(Some records)
>> start

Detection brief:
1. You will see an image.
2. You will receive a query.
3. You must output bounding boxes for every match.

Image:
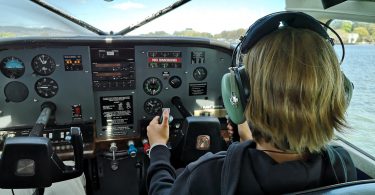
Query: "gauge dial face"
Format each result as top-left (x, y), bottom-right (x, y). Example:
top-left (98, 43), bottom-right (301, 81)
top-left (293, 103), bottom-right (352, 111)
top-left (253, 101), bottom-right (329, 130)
top-left (143, 77), bottom-right (163, 96)
top-left (169, 76), bottom-right (182, 88)
top-left (35, 77), bottom-right (59, 98)
top-left (0, 56), bottom-right (25, 79)
top-left (143, 98), bottom-right (163, 116)
top-left (31, 54), bottom-right (56, 76)
top-left (193, 67), bottom-right (207, 81)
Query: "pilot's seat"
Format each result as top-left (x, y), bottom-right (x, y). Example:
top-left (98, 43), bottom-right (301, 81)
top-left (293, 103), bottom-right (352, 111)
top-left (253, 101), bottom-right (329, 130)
top-left (291, 179), bottom-right (375, 195)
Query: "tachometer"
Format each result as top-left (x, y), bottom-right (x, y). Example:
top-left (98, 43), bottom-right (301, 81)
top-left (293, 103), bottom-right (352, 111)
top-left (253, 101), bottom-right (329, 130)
top-left (143, 77), bottom-right (163, 95)
top-left (31, 54), bottom-right (56, 76)
top-left (0, 56), bottom-right (25, 79)
top-left (143, 98), bottom-right (163, 116)
top-left (193, 67), bottom-right (207, 81)
top-left (35, 77), bottom-right (59, 98)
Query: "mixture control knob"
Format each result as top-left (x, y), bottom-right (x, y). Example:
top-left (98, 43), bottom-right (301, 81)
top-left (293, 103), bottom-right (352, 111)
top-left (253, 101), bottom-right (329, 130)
top-left (142, 139), bottom-right (150, 155)
top-left (128, 140), bottom-right (137, 158)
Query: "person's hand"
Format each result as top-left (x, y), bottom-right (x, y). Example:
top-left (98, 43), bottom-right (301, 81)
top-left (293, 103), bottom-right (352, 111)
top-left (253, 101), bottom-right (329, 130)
top-left (238, 121), bottom-right (253, 142)
top-left (147, 109), bottom-right (169, 146)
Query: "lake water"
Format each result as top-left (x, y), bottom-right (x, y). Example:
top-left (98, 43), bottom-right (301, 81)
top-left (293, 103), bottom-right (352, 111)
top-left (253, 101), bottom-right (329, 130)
top-left (337, 45), bottom-right (375, 157)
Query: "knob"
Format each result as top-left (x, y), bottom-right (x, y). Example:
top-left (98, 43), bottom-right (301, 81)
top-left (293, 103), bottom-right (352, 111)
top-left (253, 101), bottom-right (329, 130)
top-left (142, 139), bottom-right (150, 155)
top-left (128, 140), bottom-right (137, 158)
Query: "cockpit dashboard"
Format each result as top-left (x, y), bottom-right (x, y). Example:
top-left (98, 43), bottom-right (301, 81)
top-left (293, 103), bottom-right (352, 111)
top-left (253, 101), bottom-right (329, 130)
top-left (0, 36), bottom-right (232, 157)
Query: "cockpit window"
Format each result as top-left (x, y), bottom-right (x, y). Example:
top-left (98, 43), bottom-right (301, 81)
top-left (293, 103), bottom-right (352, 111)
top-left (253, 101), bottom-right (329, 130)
top-left (0, 0), bottom-right (285, 43)
top-left (330, 20), bottom-right (375, 156)
top-left (0, 0), bottom-right (94, 38)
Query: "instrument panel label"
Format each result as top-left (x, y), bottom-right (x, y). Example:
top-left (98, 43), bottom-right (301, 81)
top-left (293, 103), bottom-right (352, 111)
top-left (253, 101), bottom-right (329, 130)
top-left (189, 83), bottom-right (207, 96)
top-left (100, 95), bottom-right (134, 128)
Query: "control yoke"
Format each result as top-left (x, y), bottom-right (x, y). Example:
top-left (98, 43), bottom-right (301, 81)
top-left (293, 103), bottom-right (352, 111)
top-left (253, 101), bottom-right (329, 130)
top-left (0, 102), bottom-right (83, 189)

>> end

WORK REQUIRED ::
List each of the lines above that contains the word "knob", treating uppercase and lowercase letters as different.

EXPECTED ANSWER ::
Query: "mixture control knob"
Query: "knob"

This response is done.